ACTIVITY> What's needed is a word-for-word retyping of the entries below, pictures omitted.

Referring expression pointing data>
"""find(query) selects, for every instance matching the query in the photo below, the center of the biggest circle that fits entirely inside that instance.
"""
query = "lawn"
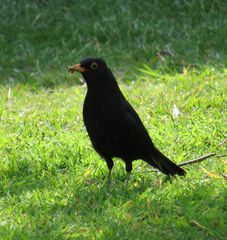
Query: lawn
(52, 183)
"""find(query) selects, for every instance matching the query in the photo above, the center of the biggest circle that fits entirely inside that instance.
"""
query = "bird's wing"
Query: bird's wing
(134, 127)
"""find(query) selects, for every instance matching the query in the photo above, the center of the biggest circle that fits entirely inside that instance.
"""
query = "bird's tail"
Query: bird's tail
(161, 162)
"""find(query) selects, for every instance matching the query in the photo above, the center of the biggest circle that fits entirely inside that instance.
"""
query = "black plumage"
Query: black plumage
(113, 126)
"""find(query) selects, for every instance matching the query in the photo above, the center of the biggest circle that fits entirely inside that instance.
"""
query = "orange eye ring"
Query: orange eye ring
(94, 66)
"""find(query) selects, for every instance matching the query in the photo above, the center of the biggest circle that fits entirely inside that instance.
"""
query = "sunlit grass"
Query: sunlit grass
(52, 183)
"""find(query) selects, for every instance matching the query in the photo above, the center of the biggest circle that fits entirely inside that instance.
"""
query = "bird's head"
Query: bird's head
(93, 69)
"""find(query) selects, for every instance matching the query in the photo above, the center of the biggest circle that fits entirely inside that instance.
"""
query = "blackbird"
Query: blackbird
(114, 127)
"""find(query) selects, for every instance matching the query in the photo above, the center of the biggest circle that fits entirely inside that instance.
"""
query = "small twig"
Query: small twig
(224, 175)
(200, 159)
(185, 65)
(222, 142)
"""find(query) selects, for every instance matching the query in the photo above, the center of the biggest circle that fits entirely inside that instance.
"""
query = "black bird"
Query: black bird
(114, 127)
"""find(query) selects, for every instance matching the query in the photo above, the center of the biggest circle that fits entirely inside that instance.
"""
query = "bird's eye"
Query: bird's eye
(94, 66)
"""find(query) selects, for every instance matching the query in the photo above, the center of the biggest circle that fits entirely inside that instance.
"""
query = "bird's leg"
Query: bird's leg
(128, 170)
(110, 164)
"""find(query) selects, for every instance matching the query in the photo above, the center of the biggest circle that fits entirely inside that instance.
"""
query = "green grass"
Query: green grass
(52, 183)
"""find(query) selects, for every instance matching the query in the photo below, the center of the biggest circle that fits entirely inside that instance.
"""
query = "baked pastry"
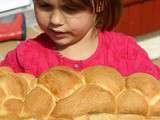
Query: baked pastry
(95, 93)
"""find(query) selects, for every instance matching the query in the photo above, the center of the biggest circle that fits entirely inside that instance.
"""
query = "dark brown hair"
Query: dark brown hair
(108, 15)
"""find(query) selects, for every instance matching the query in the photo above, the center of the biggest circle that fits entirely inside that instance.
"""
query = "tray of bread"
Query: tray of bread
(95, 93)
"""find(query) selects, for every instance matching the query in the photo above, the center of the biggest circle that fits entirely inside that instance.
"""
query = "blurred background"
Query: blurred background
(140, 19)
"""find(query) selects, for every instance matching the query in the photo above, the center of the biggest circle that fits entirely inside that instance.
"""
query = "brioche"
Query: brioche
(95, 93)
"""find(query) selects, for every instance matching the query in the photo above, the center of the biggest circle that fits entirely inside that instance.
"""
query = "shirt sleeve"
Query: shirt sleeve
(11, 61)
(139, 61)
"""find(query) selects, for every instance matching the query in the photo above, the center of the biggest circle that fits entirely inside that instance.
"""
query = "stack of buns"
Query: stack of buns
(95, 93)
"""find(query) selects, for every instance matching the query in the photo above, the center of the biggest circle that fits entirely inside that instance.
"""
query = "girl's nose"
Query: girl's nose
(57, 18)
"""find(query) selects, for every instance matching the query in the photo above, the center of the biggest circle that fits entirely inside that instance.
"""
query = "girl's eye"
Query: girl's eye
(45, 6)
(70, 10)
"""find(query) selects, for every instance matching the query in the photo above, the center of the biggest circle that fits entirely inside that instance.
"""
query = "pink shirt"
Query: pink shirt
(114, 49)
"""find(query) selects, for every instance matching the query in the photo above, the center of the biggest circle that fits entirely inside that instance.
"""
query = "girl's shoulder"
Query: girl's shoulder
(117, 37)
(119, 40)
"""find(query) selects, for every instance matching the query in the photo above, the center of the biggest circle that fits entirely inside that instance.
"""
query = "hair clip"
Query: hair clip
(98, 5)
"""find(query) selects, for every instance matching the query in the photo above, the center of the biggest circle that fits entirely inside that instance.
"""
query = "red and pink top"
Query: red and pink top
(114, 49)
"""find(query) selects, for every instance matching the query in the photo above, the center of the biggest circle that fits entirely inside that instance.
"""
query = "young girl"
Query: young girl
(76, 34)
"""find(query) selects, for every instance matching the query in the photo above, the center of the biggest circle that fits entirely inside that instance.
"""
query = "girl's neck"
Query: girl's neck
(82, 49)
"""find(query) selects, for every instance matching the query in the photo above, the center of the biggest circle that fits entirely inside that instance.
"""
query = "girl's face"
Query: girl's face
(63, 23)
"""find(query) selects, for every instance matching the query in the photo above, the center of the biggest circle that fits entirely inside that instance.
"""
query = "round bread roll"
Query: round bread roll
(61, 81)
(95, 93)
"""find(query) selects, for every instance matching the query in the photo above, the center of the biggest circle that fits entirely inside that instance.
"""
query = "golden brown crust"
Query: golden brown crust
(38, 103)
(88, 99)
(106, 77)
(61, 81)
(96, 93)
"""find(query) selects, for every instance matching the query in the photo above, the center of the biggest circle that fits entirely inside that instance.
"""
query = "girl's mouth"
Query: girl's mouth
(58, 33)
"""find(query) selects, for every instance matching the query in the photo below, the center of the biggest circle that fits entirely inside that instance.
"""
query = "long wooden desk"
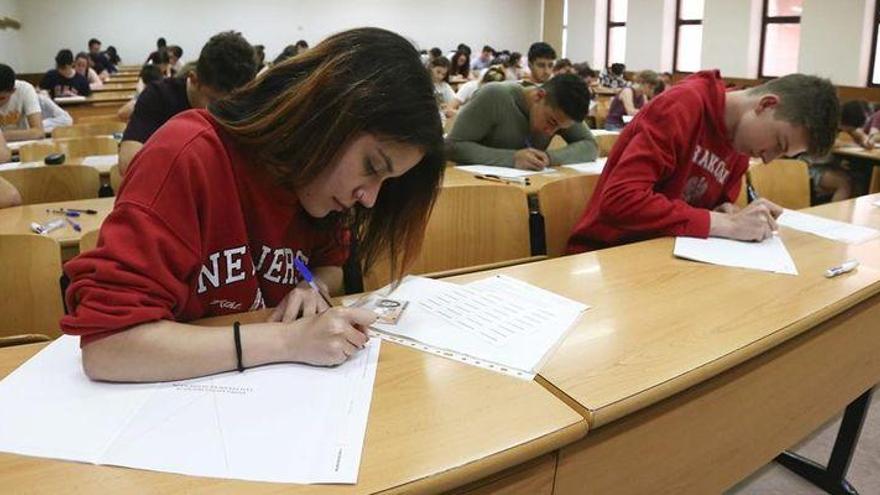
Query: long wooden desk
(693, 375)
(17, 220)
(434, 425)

WRITTEN REPLY>
"""find(query) selects, for every instance matching the query in the photo below, the center of the biggest circle that fits entirely inside that instance.
"""
query = "lawn"
Query: lawn
(52, 183)
"""find(query) selects, for every instance matching the query in the photo above, the center of the biggest circle that fits entirely inside that instance.
"""
query = "bird's wing"
Query: bird's wing
(134, 127)
"""find(query) selects, for every instance matching the query in the photo above, the center of the biggest circle that fits entirely inside that instance.
"""
query = "bird's tail"
Query: bird's tail
(161, 162)
"""find(query) selects, for every instance matching the query in the photo above, the center of the biggest circle that fits entirely inside that instance.
"""
query = "black plumage"
Query: black plumage
(113, 126)
"""find(query) selects, for every instance matching the query in the photo above, the center of the biggest circle that fits entirely inside that instance.
"""
query = "orange eye ring"
Query: orange eye ring
(94, 66)
"""find(query) selects, for every instance matching the query in the photo above, the center of the biggest circle that fits entirely inside that instance.
"""
query = "sunlit grass"
Query: sunlit grass
(52, 183)
"""find(query) selects, for every instance matching the query in the photo above, the center of the biggest circle that fits entirely inside that instance.
"""
query = "bird's head"
Query: bird's head
(93, 69)
"""find(query) selects, for every instance matching the query in the photo above, the center of the biggest circle that fits entirely inside that instance.
"""
query = "blackbird"
Query: blackbird
(114, 127)
"""find(query) selects, for every instance matching the query in the photo above, the center of the biggest circle that fits entirely inside that instance.
"""
query = "small twig"
Query: small twig
(224, 175)
(200, 159)
(185, 65)
(222, 142)
"""find(query) selects, for every instance matching the query in the photo above, the center of the biggest circle that fits entirely inside that instance.
"""
query = "black bird"
Query: black bird
(114, 127)
"""find(query) selects, for every instance matching the query in the photo above, the center of the biggest circle that fits entirely inside that instance.
"""
query = "bird's eye"
Query: bird's eye
(94, 66)
"""find(query) selects, for every instance matching the query in the photo above, the center of the biggest circle that fits entirely inside that instance.
"""
query = "bird's leg"
Query: bird's leg
(128, 170)
(110, 164)
"""find(query) selects, for every instance matching the query in the photo above, the center of the biggest circle that fits entirely inside that instance.
"""
query = "green grass"
Query: green grass
(52, 183)
"""find(query) selects, for every instance matching the query in the photo below, the center of the biggest circle that fits entirely inside that instance.
"""
query = "baked pastry"
Query: baked pastry
(95, 93)
"""find(query) selects, for every instance matching the query in the photo above, the center of the biggest circle that fits entirely inside that instance.
"""
query = "dark brown hair"
Query: dark brown hair
(108, 15)
"""find(query) selects, for every instance matching the query in the photo above, the center of the biggest circle that fits entirely inside that instance.
"""
query = "tray of bread"
Query: tray of bread
(95, 93)
"""find(query) selects, for every instance matching the query in the photo above, the center of the biggest circle that fits entirely inside that instance.
"""
query = "blurred background"
Query: blurred background
(140, 19)
"""find(query) selects, for every instance matching the query in the photo above, the center of the biggest circle that fits entirely inside that instance.
"""
query = "brioche"
Query: brioche
(95, 93)
"""find(query) selects, for every instance matching the query in the photo above, the center of the biggest circle that fits entirely inside that instance.
"""
query = "shirt sleeve"
Query: shirt sleeve
(11, 61)
(139, 61)
"""find(query) selects, for every instance matching the query in the photo above, the center of the biggest circle that fits entirely inside that instance.
"""
query = "stack of buns"
Query: stack of buns
(95, 93)
"""find(query) selects, for every instance matching the query in the photo above, the center of the biggest circle that fits entirely inside that instance.
"""
query = "girl's nose"
Query: girl's nose
(57, 18)
"""find(query) selects, for every instance matching the query in the photo above, the center of the biggest circle that fits entirely inside that instance.
"""
query = "girl's eye"
Query: girl's eye
(45, 6)
(70, 10)
"""find(query) selects, for every instance matching the query in the photo above, the center of the biggest circle that fits entirely inside that instance.
"""
query = "pink shirt"
Query: pink shirt
(114, 49)
"""find(query) selects, for every instance matching the query in the photo above, the center of the biggest circle that fits entirely inside that instance.
"""
query = "girl's shoulder"
Query: girl's shoulder
(117, 37)
(119, 40)
"""find(query) selects, for every instance matching the query in the photo above, the center of the biggest circle that fits entirely inside that instance.
"""
query = "hair clip"
Query: hair clip
(98, 5)
"""find(query) selects, for every instance matching the query in the photo above, the center of the biggest circle that fits entirely inside that instance.
"""
query = "red and pink top"
Query: red and pink top
(114, 49)
"""find(query) selects, for every instance matching the query in the photo above, the center of the biggest circle that fits entirely inside that instance.
"""
query = "young girl"
Query: young girl
(76, 34)
"""find(query) selects, for every instance matching the query in the photo above, the center of the biggest circle that fits entirely inside that instance.
"""
query = "girl's neck"
Query: girl's neck
(82, 49)
"""find(query) selects, for every instance matching the query in the photo above, the center of the biggest circle that fits entirely inside that instance.
"""
query = "girl's face"
Query: girl's face
(63, 23)
"""find(query) selects, for every instance matching the query in the photo above, the center of the biggest circle that fits entirely inside that instance.
"""
query = "round bread roll"
Query: round bread roll
(61, 81)
(95, 93)
"""find(query) selects, for every instance matching the query in the photo above, the center of the biggest circle that fits entirely inside that instance.
"""
query = "golden brown crust"
Query: golden brown crust
(38, 103)
(88, 99)
(106, 77)
(61, 81)
(96, 93)
"""find(query) selects, for every instance matching the query in the photo above, the center of the biggest circle that fits entirely inside that instance.
"""
query = "girl's mouth"
Query: girl's mouth
(58, 33)
"""find(query) selects, for every instance matching the query in the photo below, the center of the biggest circle that fits entirely inside that instance.
"""
query = "long wooden desk"
Query: long wooden desk
(693, 375)
(17, 220)
(434, 425)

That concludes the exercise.